-- Start of Exercise material --
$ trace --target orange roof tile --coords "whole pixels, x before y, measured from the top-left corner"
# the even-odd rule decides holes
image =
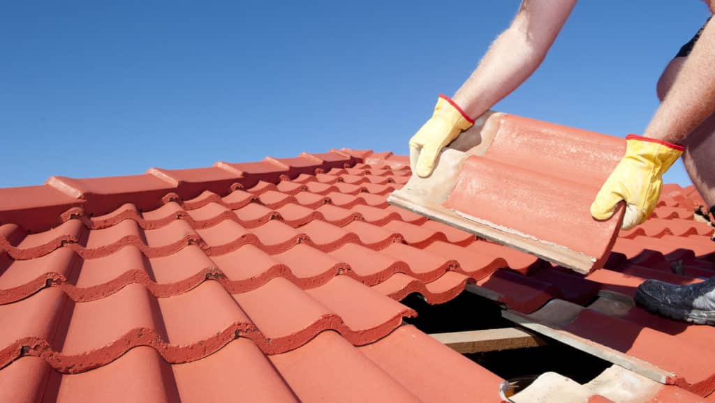
[[[0,400],[498,402],[502,380],[402,325],[415,313],[400,299],[444,302],[470,283],[528,313],[628,294],[639,267],[674,259],[686,279],[713,269],[692,189],[667,188],[658,221],[584,278],[388,206],[409,177],[406,157],[342,149],[0,189]],[[581,324],[611,320],[571,330],[618,345]],[[637,307],[618,321],[714,352],[711,328],[675,332]],[[623,349],[658,359],[629,335]],[[715,371],[658,362],[711,392]]]

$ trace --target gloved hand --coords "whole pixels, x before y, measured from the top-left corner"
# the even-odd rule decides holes
[[[420,177],[430,176],[435,168],[437,156],[459,134],[474,124],[474,119],[445,95],[440,95],[430,120],[410,139],[410,165]],[[420,158],[415,161],[420,149]]]
[[[663,174],[685,149],[682,146],[635,134],[626,136],[626,155],[616,166],[591,205],[591,215],[607,219],[626,201],[623,229],[642,224],[653,213],[663,190]]]

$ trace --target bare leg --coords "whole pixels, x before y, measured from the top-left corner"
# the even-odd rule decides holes
[[[678,75],[685,57],[671,61],[658,80],[658,97],[662,101]],[[682,142],[683,162],[693,184],[708,204],[715,206],[715,115],[711,115]]]

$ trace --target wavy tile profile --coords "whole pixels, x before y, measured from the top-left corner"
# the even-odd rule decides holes
[[[690,188],[584,277],[389,205],[410,177],[406,157],[343,149],[0,189],[0,401],[495,402],[503,379],[398,301],[471,284],[529,314],[715,262]],[[670,337],[709,337],[686,329]]]

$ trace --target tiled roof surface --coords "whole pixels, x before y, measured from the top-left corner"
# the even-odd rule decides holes
[[[399,300],[475,283],[528,314],[713,270],[691,188],[584,278],[389,206],[409,176],[406,157],[342,149],[0,189],[0,400],[498,402],[502,379],[403,324]],[[621,314],[568,330],[712,391],[713,328]]]

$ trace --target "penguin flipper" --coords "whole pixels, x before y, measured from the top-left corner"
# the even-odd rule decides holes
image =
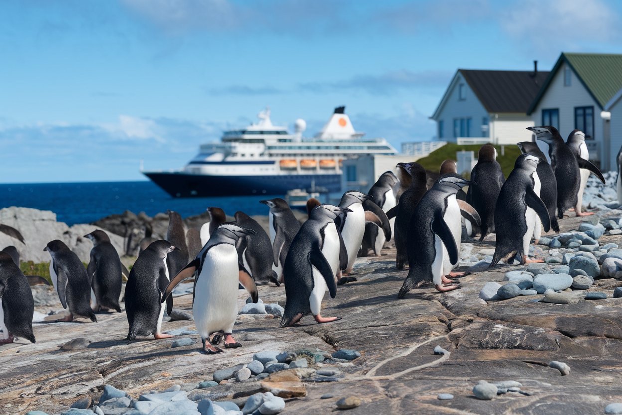
[[[531,186],[527,187],[527,191],[525,192],[525,203],[537,213],[540,220],[542,221],[544,231],[550,231],[550,217],[549,216],[549,209]]]
[[[457,263],[458,262],[458,247],[456,246],[456,241],[453,240],[452,231],[449,230],[447,224],[443,220],[440,211],[432,220],[430,227],[432,231],[440,238],[445,248],[447,249],[449,262],[452,264]]]
[[[307,261],[310,265],[317,268],[317,270],[324,277],[324,279],[326,280],[326,285],[328,287],[330,297],[335,298],[335,296],[337,295],[337,284],[335,282],[333,269],[330,268],[330,264],[327,261],[324,254],[322,253],[319,246],[314,247],[313,250],[309,253],[307,256]]]
[[[580,157],[577,157],[577,161],[579,164],[580,169],[587,169],[590,172],[595,174],[601,182],[603,184],[605,183],[605,177],[603,177],[603,174],[600,172],[598,167],[594,166],[591,161],[583,159]]]

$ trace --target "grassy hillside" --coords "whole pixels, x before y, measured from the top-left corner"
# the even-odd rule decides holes
[[[448,142],[440,149],[432,151],[427,157],[419,159],[417,161],[417,162],[424,166],[426,170],[438,172],[439,168],[440,167],[440,164],[443,161],[447,159],[456,159],[457,151],[474,151],[475,152],[475,158],[477,158],[477,155],[481,147],[481,144],[462,146]],[[504,146],[505,154],[504,155],[502,155],[501,146],[495,146],[495,147],[497,149],[497,152],[499,153],[497,161],[501,165],[501,169],[503,169],[503,174],[507,177],[509,172],[514,169],[514,164],[516,161],[516,157],[521,155],[521,149],[518,148],[518,146],[514,144],[506,144]],[[466,175],[468,176],[470,174],[471,172],[469,172],[468,174]]]

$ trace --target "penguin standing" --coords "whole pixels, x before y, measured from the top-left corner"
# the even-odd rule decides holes
[[[460,218],[464,215],[476,223],[480,218],[472,206],[456,198],[456,193],[472,184],[458,174],[448,173],[440,176],[419,200],[409,226],[408,276],[399,298],[425,282],[432,282],[440,292],[460,287],[446,276],[465,274],[452,272],[460,253]]]
[[[239,238],[236,243],[240,263],[250,273],[255,284],[266,284],[271,282],[278,284],[276,273],[272,269],[274,263],[272,244],[266,231],[244,212],[236,212],[234,217],[240,228],[255,233]]]
[[[152,334],[156,339],[172,337],[161,332],[164,307],[160,301],[170,278],[167,259],[175,249],[168,241],[156,241],[136,258],[125,286],[128,342],[137,335]],[[173,310],[173,297],[167,297],[166,301],[170,313]]]
[[[521,154],[501,188],[494,210],[497,241],[491,267],[501,259],[513,264],[515,257],[521,264],[544,262],[527,256],[539,218],[545,232],[550,228],[548,209],[538,196],[539,161],[535,156]]]
[[[399,163],[398,166],[402,166],[411,175],[411,185],[402,194],[399,203],[394,208],[396,211],[396,266],[397,269],[404,269],[404,264],[407,261],[408,226],[417,205],[427,191],[427,175],[425,169],[419,163]]]
[[[270,208],[268,228],[272,246],[272,269],[276,273],[277,281],[282,282],[285,259],[294,237],[300,228],[300,223],[294,216],[287,202],[280,197],[259,202]]]
[[[363,207],[369,209],[372,203],[376,203],[386,213],[397,204],[396,190],[399,190],[399,180],[392,171],[386,171],[380,175],[376,183],[371,186],[367,194],[373,198],[373,200],[366,200]],[[391,224],[391,233],[394,233],[395,218],[389,221]],[[365,226],[365,235],[363,237],[363,254],[368,255],[370,249],[374,254],[380,256],[381,251],[386,238],[384,234],[381,232],[378,226],[369,224]]]
[[[178,274],[166,287],[162,302],[170,298],[175,287],[186,278],[196,275],[192,314],[203,340],[205,353],[214,354],[223,350],[208,342],[210,336],[217,332],[225,335],[225,347],[241,345],[232,333],[238,317],[238,284],[241,284],[257,302],[257,287],[248,273],[238,272],[238,254],[235,245],[239,238],[253,236],[255,231],[226,222],[212,233],[198,256]],[[218,337],[220,338],[220,336]],[[214,343],[218,344],[214,337]]]
[[[505,182],[494,146],[488,143],[480,149],[477,164],[471,171],[471,180],[476,184],[469,186],[466,200],[481,218],[480,240],[483,241],[489,233],[494,231],[494,205]]]
[[[93,311],[97,312],[100,309],[112,309],[121,312],[119,296],[123,271],[116,249],[103,231],[93,231],[85,235],[85,238],[90,239],[93,245],[91,249],[91,260],[86,267],[86,273],[95,295],[96,304]]]
[[[52,257],[50,276],[60,304],[63,309],[69,307],[69,315],[59,321],[72,322],[77,316],[96,322],[90,307],[91,284],[82,261],[62,241],[52,241],[43,250]]]
[[[285,302],[281,327],[292,325],[309,314],[313,314],[318,323],[340,319],[322,316],[322,300],[327,288],[330,297],[335,298],[335,277],[348,264],[348,257],[343,255],[343,240],[335,219],[351,212],[334,205],[320,205],[296,234],[283,269]]]
[[[555,214],[557,204],[557,181],[555,180],[553,169],[549,164],[546,156],[533,141],[522,141],[516,145],[523,154],[534,156],[539,161],[536,172],[540,179],[540,198],[546,205],[547,210],[549,211],[551,229],[559,232],[559,225],[557,223],[557,218]],[[536,236],[534,235],[534,237]]]
[[[36,342],[32,333],[32,316],[35,304],[28,280],[10,255],[0,252],[0,308],[7,339],[0,339],[0,344],[12,343],[14,336]]]

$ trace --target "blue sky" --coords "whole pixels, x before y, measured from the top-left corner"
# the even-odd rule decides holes
[[[604,0],[0,2],[0,182],[140,180],[254,121],[345,105],[357,130],[430,139],[457,68],[621,53]]]

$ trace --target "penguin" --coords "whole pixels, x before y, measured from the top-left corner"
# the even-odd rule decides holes
[[[555,232],[559,231],[559,224],[555,212],[557,203],[557,182],[555,179],[553,169],[549,164],[546,156],[538,145],[533,141],[521,141],[516,144],[523,154],[531,154],[538,158],[538,167],[536,171],[540,179],[540,198],[546,205],[550,218],[550,228]],[[535,236],[536,235],[534,235]]]
[[[600,170],[587,160],[577,159],[564,142],[557,129],[551,126],[527,127],[537,139],[549,144],[550,167],[557,182],[557,218],[564,218],[564,213],[577,204],[577,195],[580,185],[579,168],[583,167],[593,172],[605,183]]]
[[[489,233],[494,231],[494,206],[505,182],[494,146],[488,143],[480,149],[477,164],[471,171],[471,180],[477,184],[469,186],[466,200],[481,218],[481,241]]]
[[[244,212],[236,212],[234,217],[240,228],[254,232],[238,238],[236,243],[240,264],[249,272],[256,284],[264,285],[271,282],[278,284],[276,273],[272,268],[274,263],[272,244],[266,231]]]
[[[52,241],[44,248],[52,257],[50,276],[63,308],[69,307],[69,315],[58,321],[72,322],[74,317],[97,318],[90,307],[91,284],[86,270],[78,256],[62,241]]]
[[[294,237],[300,228],[300,223],[294,216],[287,202],[280,197],[259,202],[270,208],[268,228],[272,246],[272,269],[276,273],[277,280],[281,283],[283,282],[285,259]]]
[[[371,196],[373,200],[366,200],[363,207],[369,209],[375,203],[386,213],[397,204],[396,189],[399,189],[399,180],[392,171],[386,171],[380,175],[376,183],[371,186],[367,194]],[[395,219],[389,220],[391,233],[394,232]],[[363,254],[366,256],[370,249],[377,256],[381,254],[381,250],[386,241],[384,233],[379,231],[378,226],[369,224],[365,226],[365,235],[363,237]]]
[[[409,225],[408,275],[397,294],[407,292],[424,282],[432,282],[444,292],[460,287],[450,277],[465,273],[452,273],[458,264],[462,223],[465,215],[478,223],[479,215],[472,206],[456,198],[458,189],[473,182],[455,173],[437,179],[419,200]]]
[[[244,229],[233,222],[221,225],[211,233],[197,258],[173,278],[164,291],[162,302],[170,298],[178,284],[196,276],[192,314],[206,353],[223,351],[215,347],[220,342],[216,340],[220,339],[220,335],[214,336],[211,340],[215,345],[209,342],[210,336],[219,332],[225,335],[225,348],[241,346],[232,335],[238,317],[238,283],[249,291],[253,302],[257,302],[259,296],[253,278],[248,273],[239,271],[235,245],[240,238],[256,235],[254,230]]]
[[[590,152],[587,151],[587,146],[585,145],[585,133],[578,129],[575,129],[570,131],[566,139],[566,145],[568,146],[572,152],[574,153],[577,160],[583,159],[583,160],[590,159]],[[585,189],[585,184],[587,183],[587,178],[590,175],[590,170],[587,169],[579,169],[580,181],[579,190],[577,193],[577,203],[575,204],[575,213],[577,216],[590,216],[593,215],[593,212],[582,212],[581,208],[583,205],[583,192]]]
[[[167,302],[169,312],[173,310],[173,297],[164,297],[170,273],[167,259],[177,247],[168,241],[156,241],[136,258],[125,286],[125,310],[129,328],[126,340],[129,343],[139,336],[153,335],[154,338],[172,337],[162,332],[162,319]],[[171,290],[172,291],[172,290]]]
[[[358,190],[348,190],[343,194],[339,203],[340,207],[351,211],[351,213],[337,217],[335,220],[337,230],[343,238],[348,255],[348,266],[344,270],[344,274],[352,273],[352,267],[354,266],[358,250],[363,243],[366,223],[374,224],[383,230],[387,240],[391,240],[391,225],[389,218],[383,210],[375,203],[375,208],[373,208],[375,209],[374,212],[365,210],[363,207],[363,202],[371,198],[371,196]],[[340,282],[341,281],[340,280]]]
[[[167,256],[170,275],[177,275],[188,263],[188,245],[186,244],[186,230],[182,217],[176,212],[169,210],[169,230],[166,240],[175,246],[174,251]]]
[[[6,252],[0,252],[0,309],[9,335],[8,338],[0,339],[0,344],[12,343],[14,336],[27,338],[32,343],[37,341],[32,332],[35,304],[30,286]]]
[[[501,187],[494,208],[497,241],[491,268],[501,259],[513,264],[515,257],[521,264],[544,262],[527,256],[538,218],[544,231],[550,229],[549,210],[538,196],[541,182],[537,169],[539,161],[531,154],[519,156],[514,169]],[[557,161],[559,162],[559,159]]]
[[[91,260],[86,267],[96,300],[95,307],[91,308],[95,312],[113,309],[120,313],[119,296],[123,271],[119,254],[106,232],[97,230],[84,237],[93,245]]]
[[[417,205],[427,191],[427,175],[424,167],[417,162],[399,163],[398,166],[411,175],[411,185],[402,194],[399,203],[394,208],[396,210],[396,266],[397,269],[404,269],[404,265],[407,261],[406,245],[409,237],[408,226]]]
[[[343,240],[334,221],[339,215],[351,212],[334,205],[320,205],[292,241],[283,268],[285,302],[281,327],[292,325],[309,314],[318,323],[341,319],[323,317],[322,300],[327,288],[331,298],[335,298],[335,277],[348,265]]]

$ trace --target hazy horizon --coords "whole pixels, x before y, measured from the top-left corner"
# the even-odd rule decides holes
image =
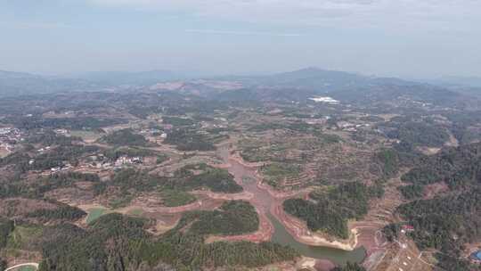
-- End of Exercise material --
**Description of the task:**
Copy out every line from the one containing "trace --target hazy" through the end of the material, both included, and leave the pictures out.

**Full answer:**
$ trace --target hazy horizon --coords "whole pixels, x before y, measured from the top-left corner"
# the even-odd rule decides holes
image =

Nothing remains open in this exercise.